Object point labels

****************************************

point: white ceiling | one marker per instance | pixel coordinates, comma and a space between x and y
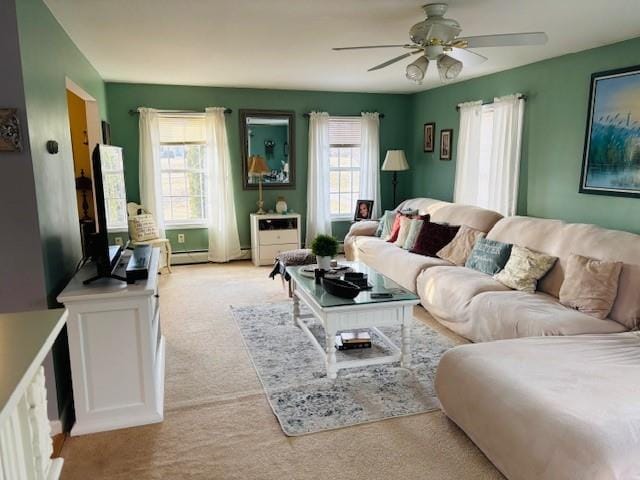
286, 44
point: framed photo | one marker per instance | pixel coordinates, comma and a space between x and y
364, 210
10, 137
611, 160
429, 137
446, 139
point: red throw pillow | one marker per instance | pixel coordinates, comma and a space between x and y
395, 229
433, 237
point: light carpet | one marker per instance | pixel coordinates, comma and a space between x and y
218, 424
301, 396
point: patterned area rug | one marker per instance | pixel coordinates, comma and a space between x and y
302, 397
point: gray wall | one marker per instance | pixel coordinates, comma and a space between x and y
21, 266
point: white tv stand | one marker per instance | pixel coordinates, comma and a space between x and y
117, 351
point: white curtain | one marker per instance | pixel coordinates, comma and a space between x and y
504, 168
224, 242
149, 157
466, 189
370, 160
318, 213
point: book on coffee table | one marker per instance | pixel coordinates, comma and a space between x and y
340, 345
361, 336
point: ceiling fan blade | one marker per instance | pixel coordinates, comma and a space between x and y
467, 57
503, 40
405, 45
393, 60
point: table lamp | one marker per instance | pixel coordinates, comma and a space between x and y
257, 168
395, 162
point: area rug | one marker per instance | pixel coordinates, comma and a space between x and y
305, 401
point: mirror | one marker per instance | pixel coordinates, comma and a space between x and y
269, 134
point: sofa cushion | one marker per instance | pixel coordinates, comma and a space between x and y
590, 285
459, 249
432, 237
561, 239
488, 256
513, 314
447, 291
549, 408
524, 268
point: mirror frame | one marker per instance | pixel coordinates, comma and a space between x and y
244, 145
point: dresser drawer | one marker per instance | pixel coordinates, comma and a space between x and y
277, 237
268, 253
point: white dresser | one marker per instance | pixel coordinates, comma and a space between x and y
272, 234
117, 351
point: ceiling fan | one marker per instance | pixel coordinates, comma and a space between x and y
436, 39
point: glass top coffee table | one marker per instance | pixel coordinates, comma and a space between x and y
363, 312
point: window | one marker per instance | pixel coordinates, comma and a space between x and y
183, 169
344, 165
114, 191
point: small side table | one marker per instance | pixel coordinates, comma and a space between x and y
163, 244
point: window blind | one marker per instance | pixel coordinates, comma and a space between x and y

****************************************

◆ Given instruction: Your task is to transcribe the line containing "point: patterned area" and every line after it, through the last line of the data, exactly as written and with nothing more.

◆ Exercise response:
point: patterned area rug | one marker per instance | pixel coordinates, comma and a space between x and y
302, 397
point: gray wall | one marker per instance | pixel coordinates, comma and a space between x and y
21, 266
point: white tv stand | one marker per instance | pixel coordinates, comma and a space between x and y
117, 351
point: white curtain | one marker per instance | pixel coordinates, comma and a space between x and y
504, 168
224, 242
149, 157
466, 189
370, 160
318, 213
point: book on coffee table | one marker per instance | pixel coordinates, comma and a space between x and y
340, 345
361, 336
point: ceiling fan blade | one marker per instance | pixel coordinates, comma and a space between x and y
467, 57
503, 40
405, 45
393, 60
point: table lamp | one marker per instance | pixel coordinates, comma and a space between x and y
257, 168
395, 162
point: area rug | one marker per instance | pixel coordinates, comma and a space between x and y
305, 401
point: mirror | one marker per instance | pixel coordinates, comma and a space between x and y
269, 134
point: sofa cushion | one marker per instance | pixel coordinates, comma and a space between x and y
590, 285
459, 249
432, 237
561, 239
488, 256
513, 314
447, 291
549, 408
524, 268
point: mirror frame | one marker per instance | pixel coordinates, comma and a space between x and y
244, 145
point: dresser drawer | one marker per instance | pixel coordinates, comma and a space between x and y
277, 237
268, 253
point: white dresser | one marker per instance | pixel coordinates, comma and a space between x and y
272, 234
117, 351
point: ceiling fan | one marker per instance | pixel coordinates, comma and a space between x and y
436, 39
point: glass top coffee table | one marker per instance | pixel coordinates, comma and a space between x and y
363, 312
point: window | one marker per instance | pixel coordinates, comma and a space between x and y
183, 169
344, 165
114, 191
point: small side table | one marker per instance | pixel coordinates, comma and a space between x and y
163, 244
point: window blind | one marker per instance | pixel coordinates, comma and a space between x and y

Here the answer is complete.